**Aim**
Reproduce the records below exactly as they appear, omitting any pictures they contain.

Start Task material

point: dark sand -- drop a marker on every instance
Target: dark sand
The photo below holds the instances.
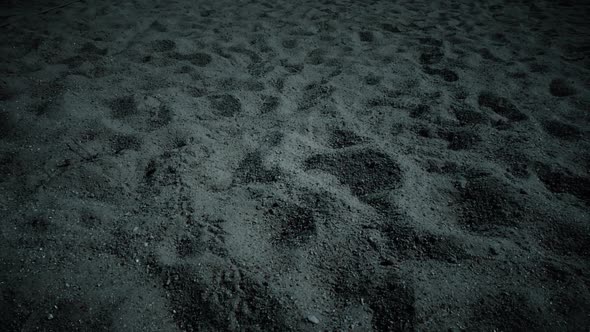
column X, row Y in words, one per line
column 295, row 166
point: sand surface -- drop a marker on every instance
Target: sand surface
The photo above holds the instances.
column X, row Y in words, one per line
column 294, row 166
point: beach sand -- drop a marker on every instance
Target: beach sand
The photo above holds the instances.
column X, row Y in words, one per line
column 295, row 166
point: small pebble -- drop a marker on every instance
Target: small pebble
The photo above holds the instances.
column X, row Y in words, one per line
column 313, row 319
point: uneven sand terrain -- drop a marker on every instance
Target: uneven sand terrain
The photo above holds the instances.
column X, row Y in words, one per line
column 295, row 165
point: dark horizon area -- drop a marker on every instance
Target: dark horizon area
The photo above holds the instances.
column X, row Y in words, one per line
column 337, row 165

End Task material

**Answer to the problem**
point: dark sand -- drop a marker on every instance
Target: dark sand
The photo below holds the instances.
column X, row Y in words, one per line
column 295, row 166
point: sand surface -- drop a marker on every instance
Target: sand surface
The photo above holds the instances.
column X, row Y in words, one per line
column 294, row 166
point: beach sand -- drop a marker on every instance
Target: beach sand
The photo above holds the instances.
column X, row Y in words, one per line
column 295, row 166
point: small pebble -- drop a marker on every instance
Target: small pebble
The photo above holds the instances.
column X, row Y in words, one per line
column 313, row 319
point: uneven sand terrain -- drop a marker on every instance
Target: uneven sand terrain
The photo above holds the instances.
column X, row Y in words, one per line
column 295, row 165
point: dark horizon area -- drop a marker on every instance
Target: dark horizon area
The photo above holds the instances.
column X, row Y in words, one per line
column 337, row 165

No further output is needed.